**Text shown**:

-------

Following subcutaneous administration to patients with type 2 diabetes, the rate of lixisenatide absorption is rapid and not influenced by the dose administered. Irrespective of the dose and whether lixisenatide was administered as single or multiple doses, the median t_max is 1 to 3.5 hours in patients with type 2 diabetes. There are no clinically relevant differences in the rate of absorption when lixisenatide is administered subcutaneously in the abdomen, thigh, or arm.

Distribution

Lixisenatide has a moderate level of binding (55%) to human proteins. The apparent volume of distribution after subcutaneous administration of lixisenatide (Vz/F) is approximately 100 L.

Biotransformation and elimination

As a peptide, lixisenatide is eliminated through glomerular filtration, followed by tubular reabsorption and subsequent metabolic degradation, resulting in smaller peptides and amino acids, which are reintroduced in the protein metabolism.

-------

**Data excerpt**:
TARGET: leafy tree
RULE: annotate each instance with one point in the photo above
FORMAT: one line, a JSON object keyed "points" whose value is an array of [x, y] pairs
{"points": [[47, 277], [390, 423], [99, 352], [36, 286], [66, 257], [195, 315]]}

-------

**Exercise brief**:
Pick up the passage above on how lixisenatide is absorbed, distributed and eliminated, and continue it from its last sentence.

**Task result**:
After multiple dose administration in patients with type 2 diabetes, mean terminal half-life was approximately 3 hours and the mean apparent clearance (CL/F) about 35 L/h.

Special populations

Patients with renal impairment

In subjects with mild (creatinine clearance calculated by the Cockcroft-Gault formula 60-90 ml/min), moderate (creatinine clearance 30-60 ml/min) and severe renal impairment (creatinine clearance 15-30 ml/min), AUC was increased by 46%, 51% and 87%, respectively.

Patients with hepatic impairment

As lixisenatide is cleared primarily by the kidney, no pharmacokinetic study has been performed in patients with acute or chronic hepatic impairment. Hepatic dysfunction is not expected to affect the pharmacokinetics of lixisenatide.

Gender

Gender has no clinically relevant effect on the pharmacokinetics of lixisenatide.

Race

Ethnic origin had no clinically relevant effect on the pharmacokinetics of lixisenatide based on the results of pharmacokinetic studies in Caucasian, Japanese and Chinese subjects.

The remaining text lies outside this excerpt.